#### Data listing
%%

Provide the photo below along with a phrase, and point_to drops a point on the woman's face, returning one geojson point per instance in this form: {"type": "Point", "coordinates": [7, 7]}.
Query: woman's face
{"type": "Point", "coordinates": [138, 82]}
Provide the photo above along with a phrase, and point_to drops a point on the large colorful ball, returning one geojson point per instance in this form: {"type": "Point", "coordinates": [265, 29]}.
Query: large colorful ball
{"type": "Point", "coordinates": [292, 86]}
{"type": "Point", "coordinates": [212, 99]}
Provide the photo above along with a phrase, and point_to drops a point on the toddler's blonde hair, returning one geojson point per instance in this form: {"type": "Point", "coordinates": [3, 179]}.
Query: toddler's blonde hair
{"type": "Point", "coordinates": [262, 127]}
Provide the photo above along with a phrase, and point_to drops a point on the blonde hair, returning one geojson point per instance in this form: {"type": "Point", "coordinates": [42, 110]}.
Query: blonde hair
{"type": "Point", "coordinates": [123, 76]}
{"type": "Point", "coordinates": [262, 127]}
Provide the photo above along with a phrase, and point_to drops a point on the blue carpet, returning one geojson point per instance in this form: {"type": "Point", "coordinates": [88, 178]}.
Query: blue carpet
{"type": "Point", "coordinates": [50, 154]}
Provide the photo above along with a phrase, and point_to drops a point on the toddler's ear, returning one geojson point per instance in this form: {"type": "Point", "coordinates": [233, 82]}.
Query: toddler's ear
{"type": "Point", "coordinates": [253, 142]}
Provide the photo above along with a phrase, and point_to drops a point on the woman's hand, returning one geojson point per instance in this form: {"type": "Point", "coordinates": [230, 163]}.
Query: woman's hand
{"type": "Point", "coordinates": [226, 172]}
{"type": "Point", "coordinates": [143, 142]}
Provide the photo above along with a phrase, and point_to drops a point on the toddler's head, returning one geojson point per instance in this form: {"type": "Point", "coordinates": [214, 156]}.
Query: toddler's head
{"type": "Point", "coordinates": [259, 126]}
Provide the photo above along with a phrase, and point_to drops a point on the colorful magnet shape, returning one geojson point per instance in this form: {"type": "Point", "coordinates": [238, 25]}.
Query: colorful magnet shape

%%

#### Problem requirements
Rewrite the stretch from the line containing "woman's hand, returning" through the end of the items, substituting "places" for "drops" and leaving everything else unchanged.

#### Answer to this exercise
Provide the photo above along with a phrase, and point_to places a point on the woman's hand, returning one geojson point per instance in this form: {"type": "Point", "coordinates": [230, 163]}.
Query: woman's hand
{"type": "Point", "coordinates": [226, 172]}
{"type": "Point", "coordinates": [143, 142]}
Provide the photo above along with a phrase, and point_to places a point on the toddler's head, returning one geojson point per instance in this form: {"type": "Point", "coordinates": [214, 156]}.
Query: toddler's head
{"type": "Point", "coordinates": [259, 126]}
Provide the photo above along with a phrase, and point_to places a point on the colorful magnet shape, returning one geojson point per instance in this form: {"type": "Point", "coordinates": [238, 25]}.
Query: colorful magnet shape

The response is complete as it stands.